5.3 Jurassic subsidence history of the Friuli–Adriatic Platform: tectonic perturbations in the Adria passive margin

The Middle–Late Oxfordian to Early Kimmeridgian increased sedimentation rate is not recorded all over the Adriatic Platform. In their regional review, Vlahovič et al. (2005) showed composite sections from Istria and Gorsky Kotar north of Rijeka, for the platform interior and Karlovac for the eastern Adriatic Platform margin. We have analysed these data for their subsidence history together with the Cesarolo 1 well for the Friuli Platform margin (Cati et al. 1987), and we present them in this section (Fig. 6, see Fig. 1 for location).

Fig. 6
figure 6

Subsidence history for the chosen sites, located in Fig. 1. At the bottom, a stratigraphic cross section across the whole studied area, with datum at the Early Aptian. Note the strong vertical scale exaggeration

In Istria, an important emersion and erosion event occurs, recorded by bauxite deposits embedded between the Lower Oxfordian and the Upper Tithonian (Vlahovič et al. 2005). On the Gorsky Kotar section, located around 50 km to the east, the Middle Oxfordian to Lower Tithonian interval, missing on the Istria section, reaches thicknesses of more than 500 m, comparable to the 800 m of the Cesarolo 1 well (Fig. 6). Finally, the Karlovac section shows the absence of the whole Middle Jurassic and the Oxfordian, again due to emersion and erosion, but the shallow-water sedimentation recovers at the Kimmeridgian–Tithonian.

The overall picture is provided by a profile presented in Fig. 6e, where one can evaluate the large wavelength folding of the substrate, with around 80–100 km wavelength, a value that has been already observed (Cloething et al. 1999; Cloething and Burov 2011).

Subsidence during Early Jurassic was controlled by rifting with variable rates even in the Friuli–Adriatic Platform, possibly due to the activity of normal faults within the platform domain (Fig. 6, see Franceschi et al. 2014). In most of the Southalpine rifted margin, the normal faults were already inactive at the end of the Early Jurassic and the rift activity went focusing from Toarcian to Bajocian at the westernmost edge of the Southern Alps, more than 300 km west of the Friuli–Adriatic Platform, eventually leading to the breakup west of it (Bertotti et al. 1993). For this reason, in Fig. 6 we indicate the rifting stage only until the Toarcian, followed by a drifting that anyway is associated with oceanic lithosphere spreading only in the Middle Jurassic (Fig. 6). The cessation of the rift fault activity brought about variable subsidence patterns, from low and steady (e.g. Karlovac section in Fig. 6), to similar to the previous (Istria) or even null, but increasing toward the onset of Late Jurassic (Cesarolo 1), to a gradually increasing subsidence pattern throughout the Middle Jurassic (Gorski Kotar) (Fig. 6). From the Middle Oxfordian to the Kimmeridgian, the subsidence pattern changed dramatically. Istria and Karlovac sections record negative subsidence (uplift) and stop of sedimentation with emersion and erosion (Vlahovič et al. 2005), whereas Cesarolo 1 and Gorsky Kotar show a coeval abrupt increase of the sedimentation rates. From the Tithonian to the Early Cretaceous the subsidence returned to the previous values, with the exception of a short-lived variation at Karlovac (Fig. 6). These latter rates appear compatible with the thermal subsidence of the drifting stage (e.g. Stampfli 2000).
□ □ □
**TASKS AND EXERCISES:**
• a. In the passage on Jurassic subsidence, what wavelength is given for the large-scale folding of the substrate?
• b. Reproduce word for word the section of the passage on Jurassic subsidence starting at "In Istria, an" and ending at "and Burov 2011).".

**LISTED ENTRIES:**
□ □ □
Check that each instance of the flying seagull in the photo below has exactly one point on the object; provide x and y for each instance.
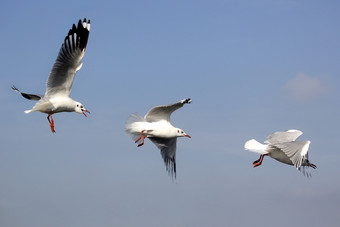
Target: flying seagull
(57, 96)
(283, 147)
(156, 126)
□ □ □
**SOLUTIONS TO THE PROBLEMS:**
• a. Around 80–100 km.

• b.
In Istria, an important emersion and erosion event occurs, recorded by bauxite deposits embedded between the Lower Oxfordian and the Upper Tithonian (Vlahovič et al. 2005). On the Gorsky Kotar section, located around 50 km to the east, the Middle Oxfordian to Lower Tithonian interval, missing on the Istria section, reaches thicknesses of more than 500 m, comparable to the 800 m of the Cesarolo 1 well (Fig. 6). Finally, the Karlovac section shows the absence of the whole Middle Jurassic and the Oxfordian, again due to emersion and erosion, but the shallow-water sedimentation recovers at the Kimmeridgian–Tithonian.

The overall picture is provided by a profile presented in Fig. 6e, where one can evaluate the large wavelength folding of the substrate, with around 80–100 km wavelength, a value that has been already observed (Cloething et al. 1999; Cloething and Burov 2011).